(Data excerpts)
BEGIN
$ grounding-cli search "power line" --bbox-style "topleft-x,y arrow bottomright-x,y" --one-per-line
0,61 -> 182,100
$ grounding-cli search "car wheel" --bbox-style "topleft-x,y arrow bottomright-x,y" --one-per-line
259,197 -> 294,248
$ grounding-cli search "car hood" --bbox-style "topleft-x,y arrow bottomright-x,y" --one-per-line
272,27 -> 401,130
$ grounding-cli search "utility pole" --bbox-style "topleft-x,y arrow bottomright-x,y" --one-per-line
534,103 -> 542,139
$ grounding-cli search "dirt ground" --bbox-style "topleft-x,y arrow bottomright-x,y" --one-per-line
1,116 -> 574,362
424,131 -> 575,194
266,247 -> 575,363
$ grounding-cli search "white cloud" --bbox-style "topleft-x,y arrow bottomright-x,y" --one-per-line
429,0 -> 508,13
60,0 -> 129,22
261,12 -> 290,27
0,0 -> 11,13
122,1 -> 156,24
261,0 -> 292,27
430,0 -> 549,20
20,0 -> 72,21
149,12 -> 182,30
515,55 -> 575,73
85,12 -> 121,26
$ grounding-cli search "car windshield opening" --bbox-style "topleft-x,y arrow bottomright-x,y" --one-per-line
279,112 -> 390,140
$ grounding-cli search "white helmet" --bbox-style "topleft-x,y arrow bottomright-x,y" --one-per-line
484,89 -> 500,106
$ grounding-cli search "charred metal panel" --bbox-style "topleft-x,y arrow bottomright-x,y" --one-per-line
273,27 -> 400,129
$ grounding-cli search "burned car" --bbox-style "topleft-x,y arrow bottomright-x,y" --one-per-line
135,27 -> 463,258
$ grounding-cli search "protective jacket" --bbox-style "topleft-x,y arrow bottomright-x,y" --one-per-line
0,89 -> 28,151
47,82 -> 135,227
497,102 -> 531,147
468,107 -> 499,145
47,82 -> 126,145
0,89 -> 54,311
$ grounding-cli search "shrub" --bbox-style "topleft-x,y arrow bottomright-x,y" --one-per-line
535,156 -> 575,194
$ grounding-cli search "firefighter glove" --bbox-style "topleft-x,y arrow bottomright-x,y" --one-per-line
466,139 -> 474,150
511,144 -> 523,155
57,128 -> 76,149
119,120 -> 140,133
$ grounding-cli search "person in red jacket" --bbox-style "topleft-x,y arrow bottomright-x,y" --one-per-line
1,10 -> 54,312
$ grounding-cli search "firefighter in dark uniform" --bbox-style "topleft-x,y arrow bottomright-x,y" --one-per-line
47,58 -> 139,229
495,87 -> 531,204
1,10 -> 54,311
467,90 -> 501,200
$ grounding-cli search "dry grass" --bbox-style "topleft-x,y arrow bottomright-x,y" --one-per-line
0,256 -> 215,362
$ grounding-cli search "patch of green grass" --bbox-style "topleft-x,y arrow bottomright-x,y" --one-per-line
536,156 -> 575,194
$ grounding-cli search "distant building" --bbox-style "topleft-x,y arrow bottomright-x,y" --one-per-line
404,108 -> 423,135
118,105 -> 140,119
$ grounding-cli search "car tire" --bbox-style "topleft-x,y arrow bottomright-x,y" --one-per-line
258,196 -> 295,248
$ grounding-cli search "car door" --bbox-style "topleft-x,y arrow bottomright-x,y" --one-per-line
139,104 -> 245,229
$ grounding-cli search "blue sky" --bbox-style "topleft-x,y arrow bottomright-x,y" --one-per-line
END
**WORK TASK**
Word for word, restate each of the records above.

**RESULT OF THIS TASK**
$ grounding-cli search "power line" --bbox-style "topleft-x,y arrow bottomright-x,y" --one-per-line
0,61 -> 182,100
$ grounding-cli search "car wheel" --bbox-style "topleft-x,y arrow bottomright-x,y" --one-per-line
259,197 -> 294,248
$ grounding-cli search "car hood" --bbox-style "topleft-x,y arrow bottomright-x,y" --one-per-line
272,27 -> 401,130
$ grounding-cli search "utility pole" --bbox-style "topleft-x,y arrow bottomright-x,y" --one-per-line
534,103 -> 542,139
$ grounding-cli search "dirt ground" --bbox-style "topleft-x,y arrow bottomright-x,y" --one-per-line
1,116 -> 574,362
424,131 -> 575,194
266,247 -> 575,363
$ grounding-cli search "white cloud" --bbox-style "topleft-x,y arrow bottomright-x,y" --one-per-line
429,0 -> 508,13
60,0 -> 129,22
261,12 -> 290,27
0,0 -> 11,13
122,1 -> 156,24
261,0 -> 292,27
430,0 -> 549,20
20,0 -> 72,21
149,12 -> 182,30
515,55 -> 575,73
85,12 -> 121,26
$ grounding-cli search "car windshield opening" --bbox-style "topleft-x,y arrow bottomright-x,y" --one-per-line
279,112 -> 390,140
$ grounding-cli search "white helmet" --bbox-style "topleft-x,y arrow bottomright-x,y" --one-per-line
484,89 -> 500,106
$ grounding-cli search "charred metal panel" --bbox-style "topleft-x,y arrow bottomright-x,y" --one-per-line
273,27 -> 400,129
$ grounding-cli search "burned car" --bbox-style "topleft-x,y arrow bottomright-x,y" --one-per-line
135,27 -> 463,258
$ grounding-cli search "protective jacket" --bbox-style "topleft-x,y arrow bottomright-x,y" --one-per-line
0,89 -> 28,151
47,82 -> 135,227
497,102 -> 531,147
468,107 -> 499,145
47,82 -> 126,145
0,89 -> 54,311
$ grounding-cli search "shrub" --bbox-style "topleft-x,y arrow bottomright-x,y" --one-per-line
535,156 -> 575,194
$ grounding-cli search "firefighter glove" --bbox-style "topleft-x,y arrow bottomright-x,y" --one-per-line
466,139 -> 474,150
511,144 -> 523,155
57,128 -> 76,149
119,120 -> 140,133
$ grounding-cli search "person in red jacket" --bbox-style "topleft-x,y arrow bottomright-x,y" --one-per-line
1,10 -> 54,312
$ grounding-cli search "firefighter in dark uniform" --bbox-style "topleft-x,y arrow bottomright-x,y" --one-per-line
47,58 -> 139,229
495,87 -> 531,204
1,10 -> 54,311
467,90 -> 501,200
$ grounding-cli search "dry grass" --bbox-style "topleft-x,y arrow bottomright-x,y" --one-per-line
0,256 -> 215,362
$ grounding-cli search "patch of green grass" --bbox-style "topleft-x,y arrow bottomright-x,y" --one-per-line
536,156 -> 575,194
$ grounding-cli search "distant building" --bbox-style "topleft-x,y arrow bottomright-x,y" --one-per-line
404,108 -> 423,135
118,105 -> 140,119
$ grounding-cli search "car tire" --bbox-style "topleft-x,y arrow bottomright-x,y" --one-per-line
258,196 -> 295,248
$ grounding-cli search "car door" --bbox-style "topleft-x,y arrow bottomright-x,y" --one-per-line
139,104 -> 245,229
$ grounding-cli search "blue sky" --bbox-style "topleft-x,y arrow bottomright-x,y" --one-per-line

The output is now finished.